Request
Find every line in the items below that contains the string "sandy" and copy each one. Case matters, so count only matches with the same capitalization.

Task material

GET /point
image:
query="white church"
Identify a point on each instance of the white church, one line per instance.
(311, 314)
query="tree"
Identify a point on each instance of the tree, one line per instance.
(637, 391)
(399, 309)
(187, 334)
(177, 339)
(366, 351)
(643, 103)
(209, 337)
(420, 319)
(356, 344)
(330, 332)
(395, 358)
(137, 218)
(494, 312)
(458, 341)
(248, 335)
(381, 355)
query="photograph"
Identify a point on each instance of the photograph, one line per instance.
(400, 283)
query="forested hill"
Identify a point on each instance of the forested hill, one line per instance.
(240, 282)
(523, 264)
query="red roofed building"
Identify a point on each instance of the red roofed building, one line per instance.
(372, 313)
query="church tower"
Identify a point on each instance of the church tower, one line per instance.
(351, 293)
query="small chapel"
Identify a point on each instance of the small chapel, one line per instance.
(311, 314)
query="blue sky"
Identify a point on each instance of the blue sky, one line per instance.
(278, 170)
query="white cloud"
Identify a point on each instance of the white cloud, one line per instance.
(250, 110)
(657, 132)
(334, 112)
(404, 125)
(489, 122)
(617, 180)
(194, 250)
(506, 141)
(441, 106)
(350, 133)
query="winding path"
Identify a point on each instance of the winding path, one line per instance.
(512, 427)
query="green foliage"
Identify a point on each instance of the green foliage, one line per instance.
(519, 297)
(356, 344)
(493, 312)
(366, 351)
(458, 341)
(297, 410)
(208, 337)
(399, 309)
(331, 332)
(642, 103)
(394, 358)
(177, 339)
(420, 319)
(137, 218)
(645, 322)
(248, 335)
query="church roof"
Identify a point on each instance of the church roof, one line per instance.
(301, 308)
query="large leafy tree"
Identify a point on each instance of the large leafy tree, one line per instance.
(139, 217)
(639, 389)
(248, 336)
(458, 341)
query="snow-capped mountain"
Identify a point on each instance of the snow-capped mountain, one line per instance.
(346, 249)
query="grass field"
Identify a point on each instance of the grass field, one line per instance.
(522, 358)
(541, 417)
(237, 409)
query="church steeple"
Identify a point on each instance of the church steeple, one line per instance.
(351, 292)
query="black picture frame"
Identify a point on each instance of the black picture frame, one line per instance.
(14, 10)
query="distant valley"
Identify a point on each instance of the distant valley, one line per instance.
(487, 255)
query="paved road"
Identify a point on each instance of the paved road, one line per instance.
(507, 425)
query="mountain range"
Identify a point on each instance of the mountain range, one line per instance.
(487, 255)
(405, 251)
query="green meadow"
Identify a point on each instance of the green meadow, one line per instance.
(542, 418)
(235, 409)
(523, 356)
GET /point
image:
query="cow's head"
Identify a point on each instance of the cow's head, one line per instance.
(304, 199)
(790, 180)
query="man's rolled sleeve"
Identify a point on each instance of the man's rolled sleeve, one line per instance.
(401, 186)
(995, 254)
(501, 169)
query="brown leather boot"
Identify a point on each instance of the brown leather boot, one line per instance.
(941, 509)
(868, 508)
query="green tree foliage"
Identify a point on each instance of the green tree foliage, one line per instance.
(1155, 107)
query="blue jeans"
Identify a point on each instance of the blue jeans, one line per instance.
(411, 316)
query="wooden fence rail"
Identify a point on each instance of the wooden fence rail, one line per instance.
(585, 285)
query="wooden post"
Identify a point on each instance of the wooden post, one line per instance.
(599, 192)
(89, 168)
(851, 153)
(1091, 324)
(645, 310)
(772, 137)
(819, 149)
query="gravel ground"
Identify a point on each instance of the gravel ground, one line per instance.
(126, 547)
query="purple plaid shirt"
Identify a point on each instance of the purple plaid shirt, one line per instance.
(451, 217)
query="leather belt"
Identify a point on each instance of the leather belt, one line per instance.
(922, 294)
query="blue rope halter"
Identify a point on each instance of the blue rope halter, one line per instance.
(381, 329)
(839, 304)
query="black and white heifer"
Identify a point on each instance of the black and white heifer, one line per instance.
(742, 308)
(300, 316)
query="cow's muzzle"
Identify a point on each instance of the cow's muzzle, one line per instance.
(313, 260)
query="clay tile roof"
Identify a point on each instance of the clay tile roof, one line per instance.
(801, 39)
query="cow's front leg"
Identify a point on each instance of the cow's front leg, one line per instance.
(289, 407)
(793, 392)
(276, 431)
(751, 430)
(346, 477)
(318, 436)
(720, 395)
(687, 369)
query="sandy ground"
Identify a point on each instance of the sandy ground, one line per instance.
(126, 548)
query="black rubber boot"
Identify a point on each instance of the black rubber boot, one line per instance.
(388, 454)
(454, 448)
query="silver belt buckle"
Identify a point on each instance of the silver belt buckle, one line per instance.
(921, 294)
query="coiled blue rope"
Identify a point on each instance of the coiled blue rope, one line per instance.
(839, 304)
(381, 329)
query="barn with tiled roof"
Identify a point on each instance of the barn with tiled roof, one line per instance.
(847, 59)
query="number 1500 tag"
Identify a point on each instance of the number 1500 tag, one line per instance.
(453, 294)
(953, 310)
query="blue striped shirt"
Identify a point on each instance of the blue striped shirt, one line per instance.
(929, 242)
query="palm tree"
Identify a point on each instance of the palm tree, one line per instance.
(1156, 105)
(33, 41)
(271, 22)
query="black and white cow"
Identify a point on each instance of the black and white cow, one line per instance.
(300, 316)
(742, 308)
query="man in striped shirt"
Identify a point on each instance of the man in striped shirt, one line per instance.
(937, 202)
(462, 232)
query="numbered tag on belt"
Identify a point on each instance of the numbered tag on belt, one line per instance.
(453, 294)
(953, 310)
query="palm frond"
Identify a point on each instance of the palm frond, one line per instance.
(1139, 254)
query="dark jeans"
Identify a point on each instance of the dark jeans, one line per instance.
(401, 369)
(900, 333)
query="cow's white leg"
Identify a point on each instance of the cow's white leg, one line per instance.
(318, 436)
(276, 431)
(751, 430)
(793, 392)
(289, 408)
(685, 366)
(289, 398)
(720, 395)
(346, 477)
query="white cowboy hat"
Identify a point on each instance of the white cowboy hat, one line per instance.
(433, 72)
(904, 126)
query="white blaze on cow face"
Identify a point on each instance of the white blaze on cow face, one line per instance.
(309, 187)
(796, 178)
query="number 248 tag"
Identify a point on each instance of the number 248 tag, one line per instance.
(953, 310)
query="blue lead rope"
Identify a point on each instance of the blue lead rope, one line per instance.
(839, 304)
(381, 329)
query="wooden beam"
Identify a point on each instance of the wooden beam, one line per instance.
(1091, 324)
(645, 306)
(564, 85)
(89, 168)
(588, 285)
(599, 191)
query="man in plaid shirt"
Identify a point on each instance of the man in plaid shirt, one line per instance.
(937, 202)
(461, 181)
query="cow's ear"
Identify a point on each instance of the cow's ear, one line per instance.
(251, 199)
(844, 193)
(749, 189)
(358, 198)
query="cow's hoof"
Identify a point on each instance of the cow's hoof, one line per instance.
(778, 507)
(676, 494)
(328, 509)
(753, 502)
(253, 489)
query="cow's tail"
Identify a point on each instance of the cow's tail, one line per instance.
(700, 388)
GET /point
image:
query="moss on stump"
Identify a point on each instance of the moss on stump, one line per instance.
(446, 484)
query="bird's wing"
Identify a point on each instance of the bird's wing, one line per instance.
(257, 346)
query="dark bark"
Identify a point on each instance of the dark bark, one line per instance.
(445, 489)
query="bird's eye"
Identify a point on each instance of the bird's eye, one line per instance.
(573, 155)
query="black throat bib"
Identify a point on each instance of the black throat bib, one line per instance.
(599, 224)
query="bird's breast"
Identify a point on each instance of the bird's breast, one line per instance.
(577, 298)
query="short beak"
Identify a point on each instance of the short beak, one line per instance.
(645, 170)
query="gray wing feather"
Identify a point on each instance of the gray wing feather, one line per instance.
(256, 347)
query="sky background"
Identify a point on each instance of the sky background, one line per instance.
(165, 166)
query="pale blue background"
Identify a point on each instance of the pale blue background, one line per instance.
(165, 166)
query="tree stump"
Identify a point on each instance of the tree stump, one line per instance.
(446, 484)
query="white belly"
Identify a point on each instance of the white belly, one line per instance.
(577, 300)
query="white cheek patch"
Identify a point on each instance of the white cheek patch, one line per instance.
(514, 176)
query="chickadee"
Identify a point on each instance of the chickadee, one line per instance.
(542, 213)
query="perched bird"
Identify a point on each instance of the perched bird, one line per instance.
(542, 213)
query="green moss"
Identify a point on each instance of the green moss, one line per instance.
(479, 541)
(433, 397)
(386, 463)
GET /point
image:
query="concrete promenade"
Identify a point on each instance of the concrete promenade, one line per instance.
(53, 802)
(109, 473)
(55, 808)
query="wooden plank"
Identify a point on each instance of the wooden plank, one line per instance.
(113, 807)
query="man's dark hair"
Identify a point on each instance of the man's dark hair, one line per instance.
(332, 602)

Task response
query="sandy ground"
Identify a point on each instance of the sandy ground, one line per instance.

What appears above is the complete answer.